Dataset entries
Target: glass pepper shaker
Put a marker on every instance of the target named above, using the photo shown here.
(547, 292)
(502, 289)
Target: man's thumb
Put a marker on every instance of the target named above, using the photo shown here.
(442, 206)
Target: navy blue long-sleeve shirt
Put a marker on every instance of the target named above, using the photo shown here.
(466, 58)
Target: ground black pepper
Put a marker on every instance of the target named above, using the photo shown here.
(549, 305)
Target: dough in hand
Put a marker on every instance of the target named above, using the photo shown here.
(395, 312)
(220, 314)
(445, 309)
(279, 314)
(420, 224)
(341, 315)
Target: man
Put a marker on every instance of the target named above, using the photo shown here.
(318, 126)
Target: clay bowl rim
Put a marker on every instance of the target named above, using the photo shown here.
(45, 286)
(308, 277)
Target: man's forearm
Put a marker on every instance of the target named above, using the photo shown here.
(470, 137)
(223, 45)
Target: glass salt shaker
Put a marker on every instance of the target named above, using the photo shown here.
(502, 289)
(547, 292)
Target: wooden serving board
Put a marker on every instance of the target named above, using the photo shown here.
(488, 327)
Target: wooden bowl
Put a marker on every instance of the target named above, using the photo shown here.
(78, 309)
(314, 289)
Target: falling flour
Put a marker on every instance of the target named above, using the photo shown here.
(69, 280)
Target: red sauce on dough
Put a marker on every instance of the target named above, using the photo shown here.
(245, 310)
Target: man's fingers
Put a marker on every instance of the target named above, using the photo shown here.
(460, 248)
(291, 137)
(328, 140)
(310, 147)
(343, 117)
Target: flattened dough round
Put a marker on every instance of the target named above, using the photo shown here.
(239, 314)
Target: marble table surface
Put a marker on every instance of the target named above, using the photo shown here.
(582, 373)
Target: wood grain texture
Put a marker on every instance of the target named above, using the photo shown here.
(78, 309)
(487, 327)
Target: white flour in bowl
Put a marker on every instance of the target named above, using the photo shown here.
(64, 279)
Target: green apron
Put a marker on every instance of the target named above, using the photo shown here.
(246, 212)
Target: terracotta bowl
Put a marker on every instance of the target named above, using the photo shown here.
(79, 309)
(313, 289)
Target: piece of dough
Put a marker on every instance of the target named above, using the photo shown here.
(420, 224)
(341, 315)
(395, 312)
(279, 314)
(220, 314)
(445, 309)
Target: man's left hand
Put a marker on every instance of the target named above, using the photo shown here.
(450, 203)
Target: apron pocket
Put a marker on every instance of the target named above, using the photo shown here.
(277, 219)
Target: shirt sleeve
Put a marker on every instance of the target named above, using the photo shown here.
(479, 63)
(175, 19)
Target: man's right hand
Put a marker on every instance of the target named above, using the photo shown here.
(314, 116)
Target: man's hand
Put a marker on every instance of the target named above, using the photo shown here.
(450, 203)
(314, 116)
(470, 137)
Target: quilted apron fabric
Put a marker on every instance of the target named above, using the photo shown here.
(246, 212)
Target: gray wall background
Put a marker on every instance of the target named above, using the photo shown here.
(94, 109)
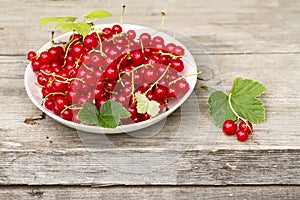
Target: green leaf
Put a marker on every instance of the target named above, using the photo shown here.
(110, 114)
(219, 108)
(82, 28)
(88, 114)
(251, 109)
(144, 105)
(97, 14)
(244, 93)
(247, 87)
(244, 102)
(48, 20)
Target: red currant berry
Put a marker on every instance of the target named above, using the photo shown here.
(49, 104)
(111, 72)
(229, 127)
(36, 65)
(242, 136)
(131, 34)
(90, 42)
(245, 127)
(158, 39)
(117, 29)
(61, 102)
(108, 31)
(160, 91)
(150, 75)
(45, 57)
(31, 55)
(183, 86)
(67, 114)
(74, 36)
(177, 64)
(137, 57)
(178, 50)
(77, 50)
(145, 38)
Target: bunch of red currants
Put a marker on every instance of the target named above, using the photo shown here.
(242, 134)
(109, 64)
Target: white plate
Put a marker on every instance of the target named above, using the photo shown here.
(35, 95)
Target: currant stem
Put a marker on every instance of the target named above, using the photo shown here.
(163, 14)
(167, 54)
(98, 36)
(156, 82)
(184, 76)
(232, 109)
(54, 93)
(123, 14)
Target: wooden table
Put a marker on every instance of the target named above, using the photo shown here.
(250, 38)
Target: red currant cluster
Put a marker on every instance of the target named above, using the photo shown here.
(242, 134)
(109, 64)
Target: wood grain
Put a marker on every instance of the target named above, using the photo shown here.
(250, 38)
(163, 193)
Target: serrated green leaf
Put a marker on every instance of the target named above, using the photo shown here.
(244, 93)
(83, 28)
(88, 114)
(48, 20)
(247, 87)
(144, 105)
(110, 114)
(97, 14)
(219, 108)
(65, 27)
(251, 109)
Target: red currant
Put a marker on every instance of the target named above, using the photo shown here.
(131, 34)
(245, 127)
(31, 55)
(242, 135)
(90, 42)
(229, 127)
(117, 29)
(177, 64)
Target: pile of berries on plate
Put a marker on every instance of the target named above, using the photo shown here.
(109, 64)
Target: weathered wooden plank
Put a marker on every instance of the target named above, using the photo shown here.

**Task description:**
From the entries, give the number of lines where the string "green" is found, and nothing else.

**Answer to this exercise:**
3